> Task brief
Copy out, word for word, the whole passage on Joey Logano's 2015 NASCAR season that follows.

Joey Logano entered the 2015 season with unmistakable momentum, having had his best season in the NASCAR Sprint Cup Series the year prior. Logano, finished the 2014 Sprint Cup Series season with five victories and found himself racing in the final four at the Homestead-Miami Speedway in November. He would later finish fourth of the Chase for the Sprint Cup contenders as Kevin Harvick captured his first Sprint Cup Series title.
Logano and the No. 22 Shell/Pennzoil team quickly found their way out of the gate in the season opener at Daytona International Speedway. Logano led 31 of the 203 laps to capture his first Daytona 500 win and quite possibly the biggest win of his racing career.
“About as cool as I thought it would feel,” Logano said after the Daytona 500 win. “I think as a kid, any young racer dreams of winning the Daytona 500. It’s the biggest race we have all year. You’re down here for two weeks. So much buildup coming into this race, with the qualifying, the Duels. You get out there, the first time you’ve raced in a couple months. There’s a lot of anxiety, a lot of nerves before the race. To be able to pull that car into victory lane, see my team there, see my family and my friends. Everyone was here. It couldn’t be any better. It’s an amazing feeling.”
The season would eventually end up being better than the one previously for Logano and the crew as they would find themselves in the championship hunt once again.
Logano found himself having a decent season with little mistakes and errors along the way. With only six finishes outside the top 20, Logano crushed his previous winning season by earning 22 top-five and 28 top-10 finishes over the course of a 36-race schedule. He and the No. 22 team also earned six poles and seven runner-up starts throughout the entire year. Throughout the first 26 races before the start of the Chase for the Sprint Cup, Logano found his name inside the top five of the driver standings. The worst finish Logano would bring home all year long was a 40th at Bristol in April and Texas in November.

> Recorded data
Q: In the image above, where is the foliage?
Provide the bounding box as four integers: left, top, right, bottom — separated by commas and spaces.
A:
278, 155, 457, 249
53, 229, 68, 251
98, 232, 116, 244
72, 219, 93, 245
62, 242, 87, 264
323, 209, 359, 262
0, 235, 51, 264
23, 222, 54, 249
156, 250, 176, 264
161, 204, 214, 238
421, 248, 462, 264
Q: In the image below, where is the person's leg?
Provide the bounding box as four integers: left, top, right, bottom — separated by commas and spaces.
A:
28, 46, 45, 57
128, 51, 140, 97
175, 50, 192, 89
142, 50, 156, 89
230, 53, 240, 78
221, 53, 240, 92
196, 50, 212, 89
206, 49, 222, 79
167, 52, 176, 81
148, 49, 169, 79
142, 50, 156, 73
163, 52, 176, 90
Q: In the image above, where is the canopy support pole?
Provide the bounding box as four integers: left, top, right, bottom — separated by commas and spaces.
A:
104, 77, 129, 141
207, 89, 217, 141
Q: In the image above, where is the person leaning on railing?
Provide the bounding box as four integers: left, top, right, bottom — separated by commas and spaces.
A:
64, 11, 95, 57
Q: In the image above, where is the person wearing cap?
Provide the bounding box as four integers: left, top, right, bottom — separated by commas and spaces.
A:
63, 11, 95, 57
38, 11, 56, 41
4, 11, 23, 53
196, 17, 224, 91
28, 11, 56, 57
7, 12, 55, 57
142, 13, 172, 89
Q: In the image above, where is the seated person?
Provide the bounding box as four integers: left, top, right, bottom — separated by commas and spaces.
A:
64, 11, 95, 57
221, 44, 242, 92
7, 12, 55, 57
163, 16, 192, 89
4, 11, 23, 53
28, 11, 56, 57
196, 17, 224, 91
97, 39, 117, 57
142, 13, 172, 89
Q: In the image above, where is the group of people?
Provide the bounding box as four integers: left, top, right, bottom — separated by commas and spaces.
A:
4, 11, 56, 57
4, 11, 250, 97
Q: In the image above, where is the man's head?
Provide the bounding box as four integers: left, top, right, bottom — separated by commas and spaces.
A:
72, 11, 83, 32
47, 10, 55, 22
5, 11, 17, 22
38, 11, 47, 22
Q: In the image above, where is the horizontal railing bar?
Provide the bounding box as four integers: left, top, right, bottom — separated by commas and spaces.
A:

> Completed task
Joey Logano entered the 2015 season with unmistakable momentum, having had his best season in the NASCAR Sprint Cup Series the year prior. Logano, finished the 2014 Sprint Cup Series season with five victories and found himself racing in the final four at the Homestead-Miami Speedway in November. He would later finish fourth of the Chase for the Sprint Cup contenders as Kevin Harvick captured his first Sprint Cup Series title.
Logano and the No. 22 Shell/Pennzoil team quickly found their way out of the gate in the season opener at Daytona International Speedway. Logano led 31 of the 203 laps to capture his first Daytona 500 win and quite possibly the biggest win of his racing career.
“About as cool as I thought it would feel,” Logano said after the Daytona 500 win. “I think as a kid, any young racer dreams of winning the Daytona 500. It’s the biggest race we have all year. You’re down here for two weeks. So much buildup coming into this race, with the qualifying, the Duels. You get out there, the first time you’ve raced in a couple months. There’s a lot of anxiety, a lot of nerves before the race. To be able to pull that car into victory lane, see my team there, see my family and my friends. Everyone was here. It couldn’t be any better. It’s an amazing feeling.”
The season would eventually end up being better than the one previously for Logano and the crew as they would find themselves in the championship hunt once again.
Logano found himself having a decent season with little mistakes and errors along the way. With only six finishes outside the top 20, Logano crushed his previous winning season by earning 22 top-five and 28 top-10 finishes over the course of a 36-race schedule. He and the No. 22 team also earned six poles and seven runner-up starts throughout the entire year. Throughout the first 26 races before the start of the Chase for the Sprint Cup, Logano found his name inside the top five of the driver standings. The worst finish Logano would bring home all year long was a 40th at Bristol in April and Texas in November.